(Source data)
---

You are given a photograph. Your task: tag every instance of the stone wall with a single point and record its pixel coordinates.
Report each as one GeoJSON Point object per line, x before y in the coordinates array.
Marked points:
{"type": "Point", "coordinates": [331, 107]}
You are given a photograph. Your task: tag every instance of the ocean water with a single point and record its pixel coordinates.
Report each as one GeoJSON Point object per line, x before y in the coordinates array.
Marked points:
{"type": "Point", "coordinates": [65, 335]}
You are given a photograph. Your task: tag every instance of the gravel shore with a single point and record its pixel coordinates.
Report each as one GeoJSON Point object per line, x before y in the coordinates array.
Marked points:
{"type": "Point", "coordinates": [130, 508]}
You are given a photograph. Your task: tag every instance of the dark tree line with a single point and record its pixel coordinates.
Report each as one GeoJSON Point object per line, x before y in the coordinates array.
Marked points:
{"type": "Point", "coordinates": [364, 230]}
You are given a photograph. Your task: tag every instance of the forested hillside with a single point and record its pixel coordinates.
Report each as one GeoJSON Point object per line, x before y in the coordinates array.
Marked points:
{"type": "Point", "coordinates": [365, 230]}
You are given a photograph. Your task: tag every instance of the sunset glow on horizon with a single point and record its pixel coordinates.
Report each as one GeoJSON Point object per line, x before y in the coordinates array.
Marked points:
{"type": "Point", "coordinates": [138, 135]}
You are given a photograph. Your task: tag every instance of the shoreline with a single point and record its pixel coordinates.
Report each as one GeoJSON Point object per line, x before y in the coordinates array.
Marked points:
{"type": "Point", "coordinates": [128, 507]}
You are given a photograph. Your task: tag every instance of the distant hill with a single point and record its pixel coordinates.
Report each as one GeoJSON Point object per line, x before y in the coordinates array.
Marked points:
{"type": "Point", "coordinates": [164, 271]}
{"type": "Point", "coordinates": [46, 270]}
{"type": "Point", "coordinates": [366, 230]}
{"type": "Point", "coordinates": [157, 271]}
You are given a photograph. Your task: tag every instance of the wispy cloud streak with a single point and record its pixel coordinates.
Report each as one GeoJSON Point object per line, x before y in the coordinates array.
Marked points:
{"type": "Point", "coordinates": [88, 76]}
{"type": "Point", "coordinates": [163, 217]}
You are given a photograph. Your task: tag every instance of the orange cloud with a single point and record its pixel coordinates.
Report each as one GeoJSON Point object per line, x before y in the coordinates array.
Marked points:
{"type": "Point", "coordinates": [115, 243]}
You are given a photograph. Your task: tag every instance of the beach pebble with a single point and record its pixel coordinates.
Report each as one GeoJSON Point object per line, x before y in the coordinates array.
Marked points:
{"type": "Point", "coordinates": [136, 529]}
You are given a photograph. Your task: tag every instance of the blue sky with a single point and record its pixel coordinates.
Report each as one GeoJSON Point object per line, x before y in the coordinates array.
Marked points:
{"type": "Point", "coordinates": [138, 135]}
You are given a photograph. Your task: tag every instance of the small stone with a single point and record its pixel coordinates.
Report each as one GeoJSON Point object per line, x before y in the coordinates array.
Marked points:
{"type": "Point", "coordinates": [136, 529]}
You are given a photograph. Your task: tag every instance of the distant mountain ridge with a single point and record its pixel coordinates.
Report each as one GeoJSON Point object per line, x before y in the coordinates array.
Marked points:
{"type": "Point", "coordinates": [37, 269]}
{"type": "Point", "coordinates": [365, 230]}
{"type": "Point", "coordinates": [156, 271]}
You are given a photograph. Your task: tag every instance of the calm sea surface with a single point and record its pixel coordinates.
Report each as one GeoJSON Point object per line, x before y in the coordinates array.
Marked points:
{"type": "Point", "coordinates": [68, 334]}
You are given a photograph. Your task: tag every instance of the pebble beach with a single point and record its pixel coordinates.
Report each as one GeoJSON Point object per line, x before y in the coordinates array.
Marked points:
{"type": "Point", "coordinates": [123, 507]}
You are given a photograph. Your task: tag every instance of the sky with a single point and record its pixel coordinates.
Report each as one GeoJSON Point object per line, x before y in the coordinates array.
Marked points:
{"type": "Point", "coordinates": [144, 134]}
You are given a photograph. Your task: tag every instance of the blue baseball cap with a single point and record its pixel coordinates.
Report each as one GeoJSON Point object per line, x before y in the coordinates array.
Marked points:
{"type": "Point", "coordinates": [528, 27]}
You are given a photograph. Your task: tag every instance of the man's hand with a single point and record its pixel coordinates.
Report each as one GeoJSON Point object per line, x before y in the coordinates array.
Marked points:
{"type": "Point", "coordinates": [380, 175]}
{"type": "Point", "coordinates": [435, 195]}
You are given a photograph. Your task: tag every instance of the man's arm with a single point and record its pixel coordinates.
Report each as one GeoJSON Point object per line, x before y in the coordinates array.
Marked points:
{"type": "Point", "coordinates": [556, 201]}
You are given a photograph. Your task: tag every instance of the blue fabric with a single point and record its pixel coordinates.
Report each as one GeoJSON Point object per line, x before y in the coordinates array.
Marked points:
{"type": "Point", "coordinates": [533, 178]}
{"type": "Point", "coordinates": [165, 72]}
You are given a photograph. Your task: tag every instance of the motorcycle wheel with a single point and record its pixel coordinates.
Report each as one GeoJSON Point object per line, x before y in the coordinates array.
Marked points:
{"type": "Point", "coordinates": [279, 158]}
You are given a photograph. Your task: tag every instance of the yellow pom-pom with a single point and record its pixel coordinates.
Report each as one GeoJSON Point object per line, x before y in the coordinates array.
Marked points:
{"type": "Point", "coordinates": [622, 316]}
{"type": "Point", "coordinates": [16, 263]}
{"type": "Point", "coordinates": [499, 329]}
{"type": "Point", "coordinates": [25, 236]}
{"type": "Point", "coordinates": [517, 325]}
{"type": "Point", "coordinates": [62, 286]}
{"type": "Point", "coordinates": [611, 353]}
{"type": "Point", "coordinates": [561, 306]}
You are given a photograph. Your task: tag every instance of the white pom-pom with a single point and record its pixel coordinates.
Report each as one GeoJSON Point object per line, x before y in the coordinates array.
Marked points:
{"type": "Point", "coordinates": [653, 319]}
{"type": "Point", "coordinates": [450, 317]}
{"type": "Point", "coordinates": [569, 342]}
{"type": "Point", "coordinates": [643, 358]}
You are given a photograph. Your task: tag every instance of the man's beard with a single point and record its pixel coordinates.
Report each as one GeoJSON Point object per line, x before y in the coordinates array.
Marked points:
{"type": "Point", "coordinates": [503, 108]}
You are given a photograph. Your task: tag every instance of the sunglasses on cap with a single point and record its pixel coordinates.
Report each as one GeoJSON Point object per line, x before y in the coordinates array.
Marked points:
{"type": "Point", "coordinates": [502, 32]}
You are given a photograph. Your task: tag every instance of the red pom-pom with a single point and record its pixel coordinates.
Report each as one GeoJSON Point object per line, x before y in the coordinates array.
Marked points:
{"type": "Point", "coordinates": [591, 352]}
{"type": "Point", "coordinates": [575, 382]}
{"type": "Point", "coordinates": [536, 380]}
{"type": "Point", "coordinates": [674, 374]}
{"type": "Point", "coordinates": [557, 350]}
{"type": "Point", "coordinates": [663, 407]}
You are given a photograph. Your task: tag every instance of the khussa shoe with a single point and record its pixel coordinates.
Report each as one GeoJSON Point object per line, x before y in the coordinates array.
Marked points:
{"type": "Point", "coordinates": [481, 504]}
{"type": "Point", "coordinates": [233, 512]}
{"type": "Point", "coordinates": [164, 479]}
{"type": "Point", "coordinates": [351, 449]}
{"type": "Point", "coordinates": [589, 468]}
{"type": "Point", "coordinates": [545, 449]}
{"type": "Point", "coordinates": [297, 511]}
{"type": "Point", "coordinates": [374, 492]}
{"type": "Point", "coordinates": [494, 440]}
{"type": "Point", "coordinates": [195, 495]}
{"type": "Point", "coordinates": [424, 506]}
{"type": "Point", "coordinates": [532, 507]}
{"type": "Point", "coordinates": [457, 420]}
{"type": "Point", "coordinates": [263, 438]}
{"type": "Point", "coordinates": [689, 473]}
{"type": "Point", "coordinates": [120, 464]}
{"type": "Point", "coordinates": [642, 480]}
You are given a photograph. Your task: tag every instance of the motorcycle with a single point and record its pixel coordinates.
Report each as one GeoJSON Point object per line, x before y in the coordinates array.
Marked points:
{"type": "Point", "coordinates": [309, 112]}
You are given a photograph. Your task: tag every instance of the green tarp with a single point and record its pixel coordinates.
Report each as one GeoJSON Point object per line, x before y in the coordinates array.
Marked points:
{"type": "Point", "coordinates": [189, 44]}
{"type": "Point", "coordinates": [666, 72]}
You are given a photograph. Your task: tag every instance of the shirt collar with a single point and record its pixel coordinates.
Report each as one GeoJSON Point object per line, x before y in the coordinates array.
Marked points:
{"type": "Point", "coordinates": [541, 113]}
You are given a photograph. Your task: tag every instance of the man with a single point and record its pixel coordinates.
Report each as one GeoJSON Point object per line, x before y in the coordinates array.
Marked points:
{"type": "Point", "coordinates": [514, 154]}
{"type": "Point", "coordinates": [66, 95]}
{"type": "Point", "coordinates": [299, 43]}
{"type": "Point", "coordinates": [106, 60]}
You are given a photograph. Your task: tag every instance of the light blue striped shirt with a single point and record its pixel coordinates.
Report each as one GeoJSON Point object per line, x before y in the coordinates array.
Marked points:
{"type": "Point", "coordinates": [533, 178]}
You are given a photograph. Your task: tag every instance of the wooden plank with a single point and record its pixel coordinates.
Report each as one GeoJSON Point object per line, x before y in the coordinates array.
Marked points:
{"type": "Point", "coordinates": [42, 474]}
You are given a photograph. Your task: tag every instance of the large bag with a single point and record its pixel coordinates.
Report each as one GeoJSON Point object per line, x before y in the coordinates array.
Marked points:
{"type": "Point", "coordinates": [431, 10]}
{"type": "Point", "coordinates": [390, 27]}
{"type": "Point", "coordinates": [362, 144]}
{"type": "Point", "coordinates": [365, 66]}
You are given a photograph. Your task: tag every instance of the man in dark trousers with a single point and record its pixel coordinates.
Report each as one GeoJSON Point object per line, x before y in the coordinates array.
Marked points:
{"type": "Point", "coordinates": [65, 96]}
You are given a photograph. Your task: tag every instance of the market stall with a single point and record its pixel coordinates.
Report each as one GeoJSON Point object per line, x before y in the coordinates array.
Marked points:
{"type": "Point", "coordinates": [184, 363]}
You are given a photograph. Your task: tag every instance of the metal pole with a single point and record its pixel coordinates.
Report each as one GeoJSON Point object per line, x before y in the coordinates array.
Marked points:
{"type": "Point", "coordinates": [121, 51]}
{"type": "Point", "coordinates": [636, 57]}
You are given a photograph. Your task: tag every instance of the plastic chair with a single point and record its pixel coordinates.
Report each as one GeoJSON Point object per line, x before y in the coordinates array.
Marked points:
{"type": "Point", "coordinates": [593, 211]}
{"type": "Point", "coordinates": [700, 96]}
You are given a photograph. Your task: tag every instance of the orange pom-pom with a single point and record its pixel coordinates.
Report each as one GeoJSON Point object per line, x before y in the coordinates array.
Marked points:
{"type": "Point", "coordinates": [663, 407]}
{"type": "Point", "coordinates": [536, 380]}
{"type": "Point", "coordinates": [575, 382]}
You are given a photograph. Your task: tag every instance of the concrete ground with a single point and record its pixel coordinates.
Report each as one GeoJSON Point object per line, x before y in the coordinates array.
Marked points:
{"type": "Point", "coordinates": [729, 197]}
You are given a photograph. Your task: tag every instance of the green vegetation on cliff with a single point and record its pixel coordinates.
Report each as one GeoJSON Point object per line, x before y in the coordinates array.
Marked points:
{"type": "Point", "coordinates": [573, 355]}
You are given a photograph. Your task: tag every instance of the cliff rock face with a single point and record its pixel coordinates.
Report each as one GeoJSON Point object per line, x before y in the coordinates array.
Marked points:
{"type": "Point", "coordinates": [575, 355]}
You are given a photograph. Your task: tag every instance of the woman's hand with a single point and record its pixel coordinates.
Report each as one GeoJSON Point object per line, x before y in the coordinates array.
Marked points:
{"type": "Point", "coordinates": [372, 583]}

---

• TASK TO COMPLETE:
Nothing beyond the lines from the start of the entries through the line with "of the sunset" should appear. Repeat those lines exactly, both ends included.

• EXERCISE ANSWER:
You are given a photograph. Your task: tag every instance of the stone wall with a single point and record its pixel coordinates.
Report each as one GeoJSON Point object per line, x before y in the coordinates array.
Marked points:
{"type": "Point", "coordinates": [331, 107]}
You are given a photograph. Your task: tag every instance of the ocean water with a single point and record its pixel coordinates.
Report each as one GeoJSON Point object per line, x before y in the coordinates array.
Marked points:
{"type": "Point", "coordinates": [65, 335]}
You are given a photograph. Your task: tag every instance of the gravel shore with a single point and record its pixel coordinates.
Report each as one GeoJSON Point object per line, x before y in the coordinates array.
Marked points:
{"type": "Point", "coordinates": [130, 508]}
You are given a photograph. Your task: tag every instance of the dark tree line with a single point and record its pixel coordinates.
Report each as one GeoJSON Point object per line, x before y in the coordinates array.
Marked points:
{"type": "Point", "coordinates": [364, 230]}
You are given a photograph. Your task: tag every instance of the forested hillside with a single point and record its pixel coordinates.
Report each as one GeoJSON Point object per line, x before y in the coordinates array.
Marked points:
{"type": "Point", "coordinates": [365, 230]}
You are given a photograph. Your task: tag every instance of the sunset glow on horizon with a single point and record its pixel coordinates.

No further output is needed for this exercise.